Saved entries:

╭──

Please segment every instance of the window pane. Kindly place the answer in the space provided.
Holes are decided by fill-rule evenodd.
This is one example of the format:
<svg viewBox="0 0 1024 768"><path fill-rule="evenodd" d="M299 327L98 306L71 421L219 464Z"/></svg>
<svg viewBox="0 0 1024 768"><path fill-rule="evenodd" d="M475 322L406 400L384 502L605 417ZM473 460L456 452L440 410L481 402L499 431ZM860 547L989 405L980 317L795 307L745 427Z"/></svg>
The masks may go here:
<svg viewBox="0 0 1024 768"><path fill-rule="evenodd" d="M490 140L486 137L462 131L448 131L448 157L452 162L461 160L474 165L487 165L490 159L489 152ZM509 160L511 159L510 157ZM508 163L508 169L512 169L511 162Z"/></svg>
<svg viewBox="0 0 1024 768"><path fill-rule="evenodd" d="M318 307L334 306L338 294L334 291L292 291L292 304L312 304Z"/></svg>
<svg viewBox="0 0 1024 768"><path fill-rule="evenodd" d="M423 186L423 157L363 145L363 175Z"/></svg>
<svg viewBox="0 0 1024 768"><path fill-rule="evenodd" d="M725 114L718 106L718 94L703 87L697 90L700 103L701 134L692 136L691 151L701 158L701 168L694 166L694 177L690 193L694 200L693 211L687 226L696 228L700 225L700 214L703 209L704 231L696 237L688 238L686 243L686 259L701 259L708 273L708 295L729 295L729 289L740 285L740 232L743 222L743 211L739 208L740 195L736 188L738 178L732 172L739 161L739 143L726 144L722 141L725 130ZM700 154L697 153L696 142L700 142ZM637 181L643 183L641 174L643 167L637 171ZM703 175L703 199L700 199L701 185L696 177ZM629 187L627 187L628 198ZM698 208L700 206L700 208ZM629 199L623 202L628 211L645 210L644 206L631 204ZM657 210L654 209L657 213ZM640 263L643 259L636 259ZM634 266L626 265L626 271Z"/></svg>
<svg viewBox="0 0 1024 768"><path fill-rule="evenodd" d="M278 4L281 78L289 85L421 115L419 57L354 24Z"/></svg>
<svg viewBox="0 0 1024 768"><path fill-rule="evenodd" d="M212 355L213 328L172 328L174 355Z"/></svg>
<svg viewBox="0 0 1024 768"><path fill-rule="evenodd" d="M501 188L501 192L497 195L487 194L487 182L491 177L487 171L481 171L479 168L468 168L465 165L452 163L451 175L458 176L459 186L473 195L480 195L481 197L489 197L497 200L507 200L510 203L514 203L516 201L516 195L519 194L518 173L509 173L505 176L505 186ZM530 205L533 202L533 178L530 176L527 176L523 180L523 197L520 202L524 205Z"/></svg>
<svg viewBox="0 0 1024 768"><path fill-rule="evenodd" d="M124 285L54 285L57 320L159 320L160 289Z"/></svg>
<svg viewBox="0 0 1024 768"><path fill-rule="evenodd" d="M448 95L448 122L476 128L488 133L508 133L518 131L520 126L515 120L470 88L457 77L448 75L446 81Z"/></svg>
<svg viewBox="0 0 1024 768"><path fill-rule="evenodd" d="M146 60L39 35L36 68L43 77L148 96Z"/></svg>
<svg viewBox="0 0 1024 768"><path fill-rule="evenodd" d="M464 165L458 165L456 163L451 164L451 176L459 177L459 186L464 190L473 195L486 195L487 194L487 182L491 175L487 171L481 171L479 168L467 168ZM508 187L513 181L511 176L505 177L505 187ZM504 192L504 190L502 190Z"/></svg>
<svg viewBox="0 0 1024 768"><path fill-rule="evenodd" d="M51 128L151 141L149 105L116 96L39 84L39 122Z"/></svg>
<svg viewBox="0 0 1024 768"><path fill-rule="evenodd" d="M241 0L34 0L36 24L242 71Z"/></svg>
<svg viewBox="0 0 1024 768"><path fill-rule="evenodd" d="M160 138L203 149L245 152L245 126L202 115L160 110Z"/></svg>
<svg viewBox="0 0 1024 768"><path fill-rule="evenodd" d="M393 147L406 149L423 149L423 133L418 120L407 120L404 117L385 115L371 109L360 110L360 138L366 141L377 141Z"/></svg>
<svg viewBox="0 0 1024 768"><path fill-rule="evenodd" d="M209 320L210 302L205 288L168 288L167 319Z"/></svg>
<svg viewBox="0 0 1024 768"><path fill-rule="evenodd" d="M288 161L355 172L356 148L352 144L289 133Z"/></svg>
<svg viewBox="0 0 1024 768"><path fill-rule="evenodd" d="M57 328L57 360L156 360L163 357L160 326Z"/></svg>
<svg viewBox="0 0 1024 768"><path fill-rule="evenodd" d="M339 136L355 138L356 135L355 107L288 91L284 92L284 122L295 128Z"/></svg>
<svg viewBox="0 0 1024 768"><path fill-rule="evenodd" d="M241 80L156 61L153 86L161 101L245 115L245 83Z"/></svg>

╰──

HOW TO COMPLETE THIS TASK - Between the first line of the entries above and the line with "322L406 400L384 502L605", both included, copy every line exactly and nothing outside that range.

SOLVED PROBLEM -
Please segment every instance of the window pane. Kindly place the answer in the space provided.
Holes are decided by fill-rule evenodd.
This is one example of the format:
<svg viewBox="0 0 1024 768"><path fill-rule="evenodd" d="M299 327L98 306L71 421L219 464Z"/></svg>
<svg viewBox="0 0 1024 768"><path fill-rule="evenodd" d="M475 322L406 400L384 502L605 417ZM473 460L456 452L440 410L481 402L499 431ZM860 547L989 405L980 317L795 307L745 427Z"/></svg>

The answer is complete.